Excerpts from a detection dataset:
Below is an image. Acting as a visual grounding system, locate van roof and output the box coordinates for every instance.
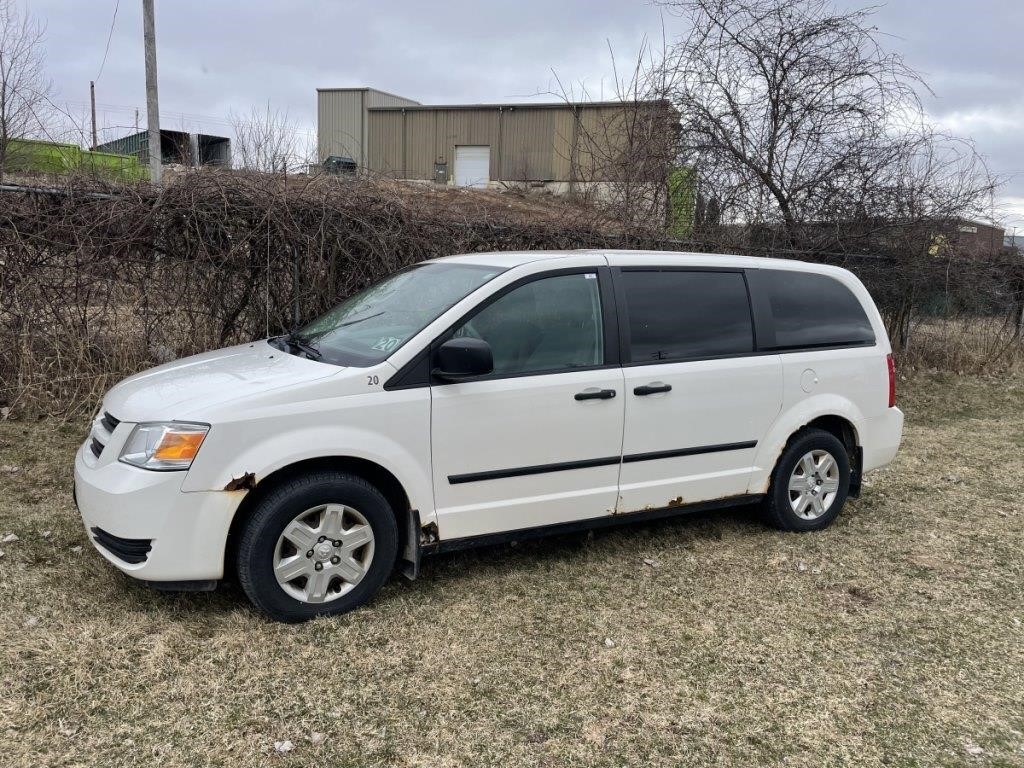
[433,248,837,271]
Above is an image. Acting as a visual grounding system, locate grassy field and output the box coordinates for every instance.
[0,377,1024,766]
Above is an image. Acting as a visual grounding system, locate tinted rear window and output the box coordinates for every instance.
[622,270,754,362]
[761,269,874,349]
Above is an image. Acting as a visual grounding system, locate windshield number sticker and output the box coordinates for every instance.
[371,336,401,352]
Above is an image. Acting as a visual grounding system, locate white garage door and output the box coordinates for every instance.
[455,146,490,186]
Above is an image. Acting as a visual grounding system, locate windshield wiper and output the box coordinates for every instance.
[284,331,324,359]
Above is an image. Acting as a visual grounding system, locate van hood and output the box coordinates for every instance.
[103,340,344,422]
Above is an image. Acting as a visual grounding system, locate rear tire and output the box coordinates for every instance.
[238,471,398,623]
[761,428,850,531]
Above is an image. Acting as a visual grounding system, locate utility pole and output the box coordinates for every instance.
[89,80,98,152]
[142,0,164,185]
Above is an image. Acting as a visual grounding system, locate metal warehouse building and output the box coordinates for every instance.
[316,88,672,194]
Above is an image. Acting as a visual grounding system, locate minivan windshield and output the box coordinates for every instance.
[271,262,504,368]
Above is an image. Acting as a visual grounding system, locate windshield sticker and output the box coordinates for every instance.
[371,336,401,352]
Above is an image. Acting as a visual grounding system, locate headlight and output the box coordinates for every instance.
[119,422,210,470]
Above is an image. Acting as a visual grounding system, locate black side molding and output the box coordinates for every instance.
[449,456,618,485]
[623,440,758,464]
[449,440,758,485]
[422,494,764,555]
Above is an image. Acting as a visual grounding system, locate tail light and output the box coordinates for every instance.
[886,352,896,408]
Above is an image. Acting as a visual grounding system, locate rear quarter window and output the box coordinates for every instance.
[760,269,874,349]
[622,269,754,362]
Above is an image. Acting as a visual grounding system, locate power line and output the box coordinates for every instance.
[95,0,121,83]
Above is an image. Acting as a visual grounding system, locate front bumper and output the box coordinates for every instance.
[75,441,244,582]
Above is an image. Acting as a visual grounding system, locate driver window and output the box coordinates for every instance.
[455,272,604,375]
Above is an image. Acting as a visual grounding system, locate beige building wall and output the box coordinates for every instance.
[316,88,419,167]
[366,103,651,188]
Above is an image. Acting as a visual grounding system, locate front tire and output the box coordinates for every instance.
[762,428,850,531]
[238,471,398,623]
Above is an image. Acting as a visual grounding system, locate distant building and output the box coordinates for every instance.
[96,130,231,168]
[316,88,679,194]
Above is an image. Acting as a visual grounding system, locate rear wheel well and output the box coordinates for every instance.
[791,415,861,499]
[224,456,411,578]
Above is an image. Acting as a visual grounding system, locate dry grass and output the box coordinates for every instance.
[0,377,1024,766]
[899,316,1024,374]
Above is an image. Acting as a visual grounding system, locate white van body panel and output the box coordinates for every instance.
[431,369,626,539]
[103,341,343,422]
[75,251,903,582]
[617,354,782,513]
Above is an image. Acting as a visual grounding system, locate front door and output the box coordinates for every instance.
[616,268,782,512]
[431,267,624,539]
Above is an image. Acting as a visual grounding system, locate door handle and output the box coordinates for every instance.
[633,384,672,397]
[573,389,615,400]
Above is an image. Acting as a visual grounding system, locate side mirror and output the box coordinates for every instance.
[430,338,495,382]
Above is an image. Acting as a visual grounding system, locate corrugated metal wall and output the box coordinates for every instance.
[367,104,623,181]
[316,88,419,166]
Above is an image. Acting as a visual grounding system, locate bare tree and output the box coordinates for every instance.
[555,42,679,232]
[0,0,51,180]
[665,0,923,240]
[228,103,311,173]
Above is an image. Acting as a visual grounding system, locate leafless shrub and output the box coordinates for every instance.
[0,0,51,181]
[228,103,315,173]
[0,170,663,413]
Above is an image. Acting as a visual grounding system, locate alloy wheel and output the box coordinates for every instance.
[273,504,374,603]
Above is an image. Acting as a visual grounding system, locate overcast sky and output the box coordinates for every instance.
[23,0,1024,229]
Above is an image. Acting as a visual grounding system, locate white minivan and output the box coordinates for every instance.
[75,251,903,622]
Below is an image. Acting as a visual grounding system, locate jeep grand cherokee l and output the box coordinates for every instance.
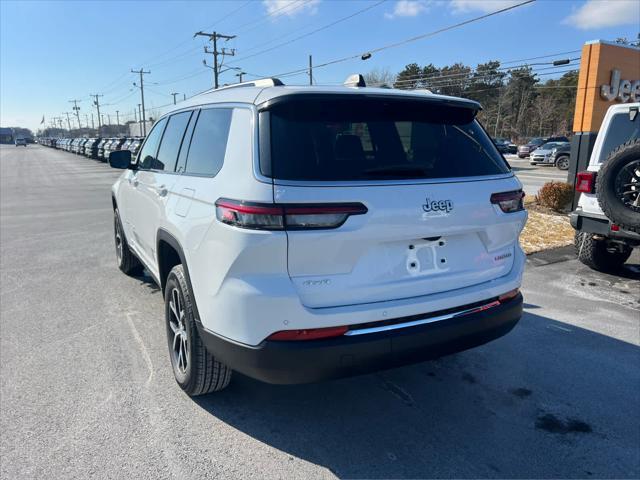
[109,79,527,395]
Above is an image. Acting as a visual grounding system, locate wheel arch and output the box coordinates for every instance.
[156,228,200,322]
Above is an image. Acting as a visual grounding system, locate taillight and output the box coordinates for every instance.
[576,172,596,193]
[491,190,524,213]
[267,327,349,341]
[216,198,367,230]
[498,288,520,302]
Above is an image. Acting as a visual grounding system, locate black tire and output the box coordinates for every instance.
[596,139,640,233]
[574,232,632,272]
[164,265,232,397]
[113,208,142,276]
[556,155,569,170]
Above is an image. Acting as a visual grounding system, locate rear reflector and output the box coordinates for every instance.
[216,198,367,230]
[498,288,520,302]
[576,172,596,193]
[267,327,349,341]
[491,190,524,213]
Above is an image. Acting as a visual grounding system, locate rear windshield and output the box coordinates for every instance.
[598,112,640,163]
[261,97,509,181]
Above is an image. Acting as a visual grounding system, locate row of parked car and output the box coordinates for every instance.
[518,137,571,170]
[40,137,144,162]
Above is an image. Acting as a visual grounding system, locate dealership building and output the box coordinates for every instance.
[568,40,640,202]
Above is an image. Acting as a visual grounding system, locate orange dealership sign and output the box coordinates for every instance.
[573,40,640,132]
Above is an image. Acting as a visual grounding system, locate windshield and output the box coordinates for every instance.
[261,97,509,181]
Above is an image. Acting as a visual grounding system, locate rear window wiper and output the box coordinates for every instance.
[362,165,427,177]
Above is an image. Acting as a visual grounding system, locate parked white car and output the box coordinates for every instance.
[109,79,527,395]
[570,103,640,271]
[529,142,568,165]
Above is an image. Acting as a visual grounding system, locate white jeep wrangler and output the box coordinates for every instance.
[570,103,640,271]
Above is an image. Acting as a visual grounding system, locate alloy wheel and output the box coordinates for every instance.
[169,288,190,375]
[615,160,640,212]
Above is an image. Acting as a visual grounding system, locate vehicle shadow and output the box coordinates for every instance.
[195,306,640,478]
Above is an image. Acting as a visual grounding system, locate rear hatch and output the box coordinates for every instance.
[260,94,526,308]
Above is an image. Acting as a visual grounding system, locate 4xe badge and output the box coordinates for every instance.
[422,197,453,217]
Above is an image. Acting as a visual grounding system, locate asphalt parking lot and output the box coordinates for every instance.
[0,145,640,479]
[505,155,567,195]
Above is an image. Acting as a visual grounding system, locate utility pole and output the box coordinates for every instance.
[131,68,151,137]
[193,32,236,88]
[62,112,71,131]
[69,100,82,129]
[89,93,104,135]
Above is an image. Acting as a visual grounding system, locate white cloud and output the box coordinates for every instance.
[262,0,320,18]
[451,0,522,13]
[384,0,428,18]
[562,0,640,30]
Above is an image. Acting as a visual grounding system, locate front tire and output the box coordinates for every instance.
[574,232,632,272]
[164,265,231,397]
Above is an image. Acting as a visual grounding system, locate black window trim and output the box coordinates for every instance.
[176,104,236,178]
[148,108,198,175]
[135,115,169,172]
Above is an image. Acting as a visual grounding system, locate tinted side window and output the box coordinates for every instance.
[185,108,232,176]
[138,118,167,169]
[151,112,191,172]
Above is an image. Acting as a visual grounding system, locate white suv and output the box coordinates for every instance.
[110,79,527,395]
[570,103,640,272]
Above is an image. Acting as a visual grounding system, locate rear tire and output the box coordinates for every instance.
[113,208,142,276]
[164,265,232,397]
[574,232,632,272]
[596,140,640,233]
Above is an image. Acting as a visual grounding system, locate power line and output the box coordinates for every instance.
[230,0,385,63]
[270,0,536,77]
[193,31,236,88]
[131,68,151,137]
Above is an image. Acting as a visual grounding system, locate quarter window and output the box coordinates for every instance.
[156,112,191,172]
[138,118,167,170]
[185,108,232,176]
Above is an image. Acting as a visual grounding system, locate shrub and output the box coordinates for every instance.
[536,182,573,212]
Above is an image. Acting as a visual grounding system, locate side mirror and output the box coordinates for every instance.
[109,150,131,170]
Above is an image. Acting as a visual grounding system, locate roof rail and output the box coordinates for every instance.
[200,77,284,95]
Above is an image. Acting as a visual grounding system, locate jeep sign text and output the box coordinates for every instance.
[422,198,453,213]
[600,70,640,103]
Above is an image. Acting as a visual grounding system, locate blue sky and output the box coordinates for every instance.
[0,0,640,129]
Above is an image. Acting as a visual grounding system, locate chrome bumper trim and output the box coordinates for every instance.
[345,300,500,337]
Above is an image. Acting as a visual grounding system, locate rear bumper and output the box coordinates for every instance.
[199,294,522,384]
[569,210,640,242]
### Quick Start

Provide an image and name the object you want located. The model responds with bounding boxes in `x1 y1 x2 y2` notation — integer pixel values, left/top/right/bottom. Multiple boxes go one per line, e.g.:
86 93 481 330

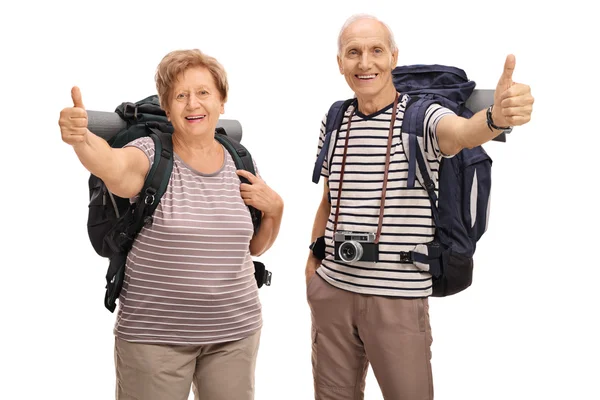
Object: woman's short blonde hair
154 49 229 110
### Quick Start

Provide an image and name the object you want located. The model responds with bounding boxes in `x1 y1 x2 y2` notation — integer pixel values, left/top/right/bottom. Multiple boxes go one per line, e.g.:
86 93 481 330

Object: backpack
87 95 271 312
313 65 496 297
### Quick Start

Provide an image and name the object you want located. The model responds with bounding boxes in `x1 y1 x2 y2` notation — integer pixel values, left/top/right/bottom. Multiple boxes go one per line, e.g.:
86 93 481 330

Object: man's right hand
58 86 89 146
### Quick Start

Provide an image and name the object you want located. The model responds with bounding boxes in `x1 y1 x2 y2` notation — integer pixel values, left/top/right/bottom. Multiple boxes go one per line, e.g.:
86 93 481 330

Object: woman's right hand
58 86 89 146
304 254 321 285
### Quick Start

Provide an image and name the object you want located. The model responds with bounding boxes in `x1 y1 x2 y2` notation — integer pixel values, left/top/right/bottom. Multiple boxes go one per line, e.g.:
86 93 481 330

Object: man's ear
392 48 398 69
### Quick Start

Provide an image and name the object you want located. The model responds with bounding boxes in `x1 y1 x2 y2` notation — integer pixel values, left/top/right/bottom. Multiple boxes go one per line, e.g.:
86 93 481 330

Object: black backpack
87 95 271 312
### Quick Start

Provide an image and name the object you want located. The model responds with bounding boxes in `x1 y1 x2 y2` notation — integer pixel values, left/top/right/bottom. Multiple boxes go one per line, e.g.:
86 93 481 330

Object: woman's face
167 67 225 140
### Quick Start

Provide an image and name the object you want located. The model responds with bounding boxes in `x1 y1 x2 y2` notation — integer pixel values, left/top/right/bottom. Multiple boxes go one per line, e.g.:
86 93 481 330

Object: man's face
338 19 398 100
168 67 224 135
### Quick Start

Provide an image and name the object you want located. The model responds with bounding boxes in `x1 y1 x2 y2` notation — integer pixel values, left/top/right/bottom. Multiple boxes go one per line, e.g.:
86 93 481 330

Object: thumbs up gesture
58 86 89 146
492 54 534 127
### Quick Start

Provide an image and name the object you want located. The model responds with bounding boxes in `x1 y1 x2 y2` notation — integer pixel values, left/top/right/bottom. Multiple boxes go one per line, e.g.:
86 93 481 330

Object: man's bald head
338 14 398 56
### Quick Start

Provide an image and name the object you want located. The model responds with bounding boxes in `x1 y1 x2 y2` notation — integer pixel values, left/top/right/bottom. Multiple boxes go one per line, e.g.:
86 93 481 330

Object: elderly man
306 15 533 400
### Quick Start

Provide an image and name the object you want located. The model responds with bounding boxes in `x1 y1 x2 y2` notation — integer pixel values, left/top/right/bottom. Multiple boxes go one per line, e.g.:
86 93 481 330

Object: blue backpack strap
313 99 354 183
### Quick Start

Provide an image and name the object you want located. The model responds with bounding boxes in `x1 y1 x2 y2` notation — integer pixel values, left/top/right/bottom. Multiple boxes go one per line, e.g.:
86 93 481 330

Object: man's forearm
437 109 502 155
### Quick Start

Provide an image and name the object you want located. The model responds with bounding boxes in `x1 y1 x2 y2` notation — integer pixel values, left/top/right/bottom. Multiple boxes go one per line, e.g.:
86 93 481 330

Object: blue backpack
313 65 492 297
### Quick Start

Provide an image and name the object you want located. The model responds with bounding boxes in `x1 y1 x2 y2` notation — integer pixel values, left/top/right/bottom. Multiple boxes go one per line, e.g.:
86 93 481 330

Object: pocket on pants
311 327 319 383
306 268 320 297
415 298 431 333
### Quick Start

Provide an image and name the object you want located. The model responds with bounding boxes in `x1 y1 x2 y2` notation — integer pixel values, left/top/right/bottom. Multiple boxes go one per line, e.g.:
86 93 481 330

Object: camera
333 231 379 263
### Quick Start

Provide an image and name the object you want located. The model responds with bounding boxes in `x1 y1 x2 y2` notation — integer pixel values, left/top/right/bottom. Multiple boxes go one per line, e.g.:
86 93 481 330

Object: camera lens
338 240 363 262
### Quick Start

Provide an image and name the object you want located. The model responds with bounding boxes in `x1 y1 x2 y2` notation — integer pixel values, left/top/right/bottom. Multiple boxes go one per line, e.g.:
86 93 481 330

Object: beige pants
307 274 433 400
115 331 260 400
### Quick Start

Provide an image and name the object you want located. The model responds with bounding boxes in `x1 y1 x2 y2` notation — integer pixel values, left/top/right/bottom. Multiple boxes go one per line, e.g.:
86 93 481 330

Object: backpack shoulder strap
313 98 354 183
215 128 262 234
122 124 173 242
104 124 173 312
402 96 438 223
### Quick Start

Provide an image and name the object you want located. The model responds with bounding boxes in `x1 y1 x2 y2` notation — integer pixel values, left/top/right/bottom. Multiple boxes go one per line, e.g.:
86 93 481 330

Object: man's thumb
502 54 517 83
71 86 85 109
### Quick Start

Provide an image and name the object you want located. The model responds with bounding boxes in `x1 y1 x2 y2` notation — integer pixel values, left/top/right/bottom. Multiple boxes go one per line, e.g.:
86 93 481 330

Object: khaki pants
115 331 260 400
307 274 433 400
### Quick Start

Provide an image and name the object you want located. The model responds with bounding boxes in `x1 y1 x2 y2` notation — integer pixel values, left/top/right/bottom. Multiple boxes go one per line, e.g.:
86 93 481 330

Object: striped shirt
317 91 452 297
114 137 262 345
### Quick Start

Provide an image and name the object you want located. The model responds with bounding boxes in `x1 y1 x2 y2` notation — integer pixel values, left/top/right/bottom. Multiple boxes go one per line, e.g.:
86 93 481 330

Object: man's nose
358 51 371 71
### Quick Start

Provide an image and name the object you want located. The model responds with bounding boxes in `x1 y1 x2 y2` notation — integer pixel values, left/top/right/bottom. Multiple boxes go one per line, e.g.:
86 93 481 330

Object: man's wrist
486 104 512 133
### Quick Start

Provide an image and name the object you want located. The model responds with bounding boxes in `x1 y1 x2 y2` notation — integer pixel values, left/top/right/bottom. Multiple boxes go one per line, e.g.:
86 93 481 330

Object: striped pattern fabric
114 137 262 345
317 91 452 297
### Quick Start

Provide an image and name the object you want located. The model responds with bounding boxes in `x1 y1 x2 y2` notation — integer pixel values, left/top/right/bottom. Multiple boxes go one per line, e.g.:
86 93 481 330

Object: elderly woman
59 50 283 400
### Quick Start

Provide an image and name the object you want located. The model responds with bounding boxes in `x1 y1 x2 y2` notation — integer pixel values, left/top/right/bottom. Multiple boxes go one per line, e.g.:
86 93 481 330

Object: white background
0 0 600 400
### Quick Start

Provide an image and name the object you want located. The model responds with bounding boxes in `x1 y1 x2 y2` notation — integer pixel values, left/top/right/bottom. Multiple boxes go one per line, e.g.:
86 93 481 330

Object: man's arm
305 178 331 282
436 55 534 155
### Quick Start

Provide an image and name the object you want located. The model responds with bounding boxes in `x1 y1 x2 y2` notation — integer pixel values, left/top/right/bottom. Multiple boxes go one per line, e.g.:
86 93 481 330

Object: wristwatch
486 104 512 133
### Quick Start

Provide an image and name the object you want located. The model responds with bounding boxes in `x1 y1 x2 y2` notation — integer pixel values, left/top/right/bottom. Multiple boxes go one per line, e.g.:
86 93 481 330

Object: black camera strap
333 93 399 244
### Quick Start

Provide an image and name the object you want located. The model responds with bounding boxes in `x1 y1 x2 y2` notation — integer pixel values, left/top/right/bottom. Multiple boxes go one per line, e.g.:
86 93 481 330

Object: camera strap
333 92 399 244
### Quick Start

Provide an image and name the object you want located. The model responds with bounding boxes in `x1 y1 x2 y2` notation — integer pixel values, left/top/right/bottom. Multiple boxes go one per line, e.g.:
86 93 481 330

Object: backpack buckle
123 103 138 120
400 251 413 262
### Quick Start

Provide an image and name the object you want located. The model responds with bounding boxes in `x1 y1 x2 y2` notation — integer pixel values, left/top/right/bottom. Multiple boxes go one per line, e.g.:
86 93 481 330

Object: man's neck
356 85 397 115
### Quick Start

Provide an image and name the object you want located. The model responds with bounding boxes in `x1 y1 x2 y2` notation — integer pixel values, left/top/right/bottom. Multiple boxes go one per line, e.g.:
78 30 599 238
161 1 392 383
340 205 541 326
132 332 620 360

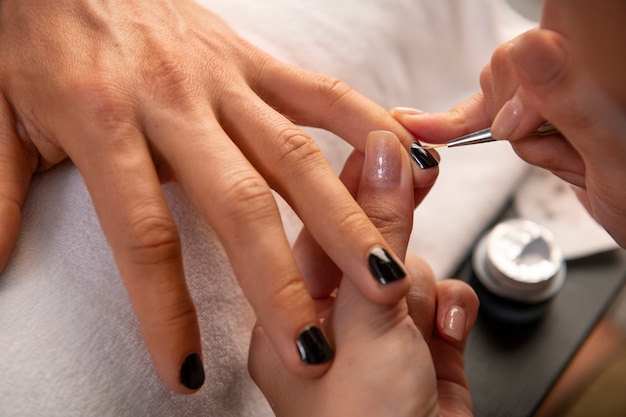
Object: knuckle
336 207 371 236
125 210 181 265
275 126 323 167
317 76 352 105
66 77 130 131
222 172 277 224
142 50 200 106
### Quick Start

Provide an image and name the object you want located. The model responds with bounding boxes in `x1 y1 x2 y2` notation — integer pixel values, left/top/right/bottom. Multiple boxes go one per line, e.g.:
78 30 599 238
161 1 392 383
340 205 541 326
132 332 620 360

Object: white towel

Instructions to follow: Rewrite the lines from the line with "system, locate vehicle" to the line with "[89,93,104,135]", replacing "utility pole" with "power pole" and leaving everything else unchanged.

The answer:
Above is an image. Acting as a visual grounding system, locate vehicle shadow and output the box coordinates for every instance.
[195,306,640,478]
Above is an image. Acting as a visual grounding system, locate rear hatch and output the box coordinates for every instance.
[260,94,526,308]
Above is an image. Acting as a visual grounding system, locate 4xe badge and output the box coordinates for every instance.
[422,197,453,217]
Above is an image. Acting as a visual grounding system, locate asphalt parking lot and output the box coordinates for every instance.
[0,145,640,479]
[505,155,567,195]
Above is an image. Acting as a visual grounding system, locate power pole and output the box coordinates for every instance.
[131,68,151,137]
[193,32,236,88]
[62,112,71,131]
[69,100,82,129]
[89,93,104,135]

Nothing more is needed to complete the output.